Around 2,000 babies have suffered serious defects such as spina bifida since 1998 owing to the Government's failure to add folic acid to flour, researchers have said.
These cases - around 150 a year - could have been avoided if the UK had followed 78 other countries and added the key vitamin to flour, they said.
Rates of neural tube defects - birth defects of the brain, spine or spinal cord - are not falling across the UK, resulting in death of the foetus or newborn baby, or life-long disability in those who survive.
Last month, Government advisers wrote to ministers expressing their concern that recommendations made in 2000, 2006 and 2009 to improve levels of folic acid intake had still not been taken on board.
Members of the Scientific Advisory Committee on Nutrition (SACN) pointed to a rising number of abortions in England and Wales for neural tube defects, with 420 in 2013, up from 390 in 2012 and 299 in 2009.
Women are urged to take 400mcg of folic acid daily whilst trying to conceive and for the first three months of pregnancy to cut the chance of neural tube defects, which include spina bifida and anencephaly.
However, research has found that over 70% of women do not take the supplements regularly or early enough in pregnancy.
In the US, fortifying flour with folic acid has led to a 23% reduction in neural tube defects.
The new research, published online in the Archives of Disease in Childhood, estimates the number of defects that could have been avoided if the UK had adopted a flour fortification policy in 1998, the same year the US adopted the policy.
Researchers said 2,014 cases of defects could have been prevented - equivalent to a 21% drop in cases. They said asking women to take supplements was not working and that fortifying flour was "remarkably safe".
They said: "Our results show that in the UK between 1998 and 2012, there was little, if any, change in the prevalence of pregnancies with a neural tube defect, while in the USA, quickly following the introduction of mandatory fortification of flour with folic acid in 1998, there was an approximate 23% reduction in the occurrence of affected births.

══════════

### Description of the task:
Continue the article on adding folic acid to flour, picking up right after its last sentence.

### Dataset records:
══════════

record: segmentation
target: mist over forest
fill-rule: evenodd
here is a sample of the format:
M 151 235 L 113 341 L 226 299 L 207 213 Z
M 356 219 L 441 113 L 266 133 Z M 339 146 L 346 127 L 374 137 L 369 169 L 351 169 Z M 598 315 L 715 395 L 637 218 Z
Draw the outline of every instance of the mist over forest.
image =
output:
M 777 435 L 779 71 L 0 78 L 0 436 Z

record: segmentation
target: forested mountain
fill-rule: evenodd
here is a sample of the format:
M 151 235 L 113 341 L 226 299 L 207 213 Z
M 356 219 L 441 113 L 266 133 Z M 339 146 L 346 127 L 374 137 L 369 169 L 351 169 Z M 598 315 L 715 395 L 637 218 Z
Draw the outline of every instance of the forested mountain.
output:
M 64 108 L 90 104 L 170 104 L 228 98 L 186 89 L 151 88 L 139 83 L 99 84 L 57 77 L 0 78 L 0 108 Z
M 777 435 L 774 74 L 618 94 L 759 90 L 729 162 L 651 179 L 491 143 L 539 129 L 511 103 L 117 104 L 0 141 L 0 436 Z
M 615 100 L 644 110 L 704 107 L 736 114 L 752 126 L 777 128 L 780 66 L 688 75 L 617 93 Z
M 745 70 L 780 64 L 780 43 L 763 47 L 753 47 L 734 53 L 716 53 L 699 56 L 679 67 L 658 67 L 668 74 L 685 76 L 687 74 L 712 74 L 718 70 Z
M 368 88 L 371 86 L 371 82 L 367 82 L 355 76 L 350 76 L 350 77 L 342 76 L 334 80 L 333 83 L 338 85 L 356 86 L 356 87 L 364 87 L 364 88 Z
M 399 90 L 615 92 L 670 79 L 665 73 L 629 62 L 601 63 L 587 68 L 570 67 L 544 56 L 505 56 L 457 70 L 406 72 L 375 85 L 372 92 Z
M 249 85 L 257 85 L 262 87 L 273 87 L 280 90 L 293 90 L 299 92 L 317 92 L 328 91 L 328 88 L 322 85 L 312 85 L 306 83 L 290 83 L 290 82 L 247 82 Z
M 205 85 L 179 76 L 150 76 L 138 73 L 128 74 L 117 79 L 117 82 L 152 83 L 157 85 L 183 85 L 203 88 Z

══════════

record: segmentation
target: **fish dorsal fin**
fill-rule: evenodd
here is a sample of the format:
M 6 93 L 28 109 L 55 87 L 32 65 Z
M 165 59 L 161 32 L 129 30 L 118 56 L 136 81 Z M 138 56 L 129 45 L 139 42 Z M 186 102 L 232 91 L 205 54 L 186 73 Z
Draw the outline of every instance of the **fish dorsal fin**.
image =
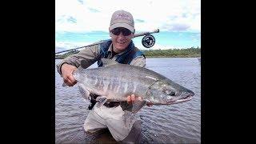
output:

══════════

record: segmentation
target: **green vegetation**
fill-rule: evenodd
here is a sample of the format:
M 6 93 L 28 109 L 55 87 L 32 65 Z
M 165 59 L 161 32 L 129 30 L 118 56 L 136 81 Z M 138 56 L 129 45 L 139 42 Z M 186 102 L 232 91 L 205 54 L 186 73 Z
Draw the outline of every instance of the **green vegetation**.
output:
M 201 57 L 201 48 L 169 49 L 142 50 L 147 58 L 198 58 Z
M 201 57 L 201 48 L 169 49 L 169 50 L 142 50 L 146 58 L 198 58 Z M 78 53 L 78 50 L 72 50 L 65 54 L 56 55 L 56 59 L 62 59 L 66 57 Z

══════════

### Answer box:
"Given the evidence from the Medical Research Council Vitamin Study regarding the efficacy of folic acid in preventing neural tube defects, the failure of Britain to fortify flour with folic acid has had significant consequences.
"The recent evidence that only 28% of pregnant women in England in 2012 took folic acid supplements at the correct time indicates that, in practice, recommending folic acid supplementation is largely ineffective."
From 1998 to 2012, some 1.28 pregnancies per 1,000 births were affected by a neural tube defect, of which 81% resulted in an abortion.
The research was carried out by experts including from Queen Mary University London, Public Health England (PHE) and Oxford University.
They compared the situation with thalidomide, which resulted in the births of 500 people with disabilities in the UK.
"Justifiably, steps were introduced to immediately halt the epidemic, and regulatory precautions were introduced to avoid another similar epidemic," they said. "Unfortunately, no such sense of urgency has been applied to the prevention of spina bifida.
"It is a public health failure that Britain has not implemented the fortification of flour with folic acid for the prevention of spina bifida and other (neural tube defects)."
They said this failure "has caused, and continues to cause, avoidable terminations of pregnancy, stillbirths, neonatal deaths and permanent serious disability in surviving children".
Dr Alison Tedstone, chief nutritionist at Public Health England, said: "Implementing the Scientific Advisory Committee on Nutrition's advice to add folic acid to flour would reduce the risk of birth defects, such as spina bifida, in pregnancy.
"PHE's analysis shows that 85% of 16 to 49-year-old women have folic acid levels below the new World Health Organisation recommendation for women entering pregnancy.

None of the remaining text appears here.